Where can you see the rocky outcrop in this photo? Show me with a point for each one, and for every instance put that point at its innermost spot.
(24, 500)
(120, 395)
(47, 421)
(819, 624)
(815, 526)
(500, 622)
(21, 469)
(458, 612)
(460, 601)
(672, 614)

──────────

Using the data above, repeat every line exactly.

Where can you see the rocky outcrop in this photo? Show me with a point for each one, and for every instance put that point at its innermost spot.
(24, 500)
(120, 395)
(47, 421)
(819, 624)
(815, 526)
(500, 622)
(21, 469)
(458, 612)
(460, 601)
(672, 614)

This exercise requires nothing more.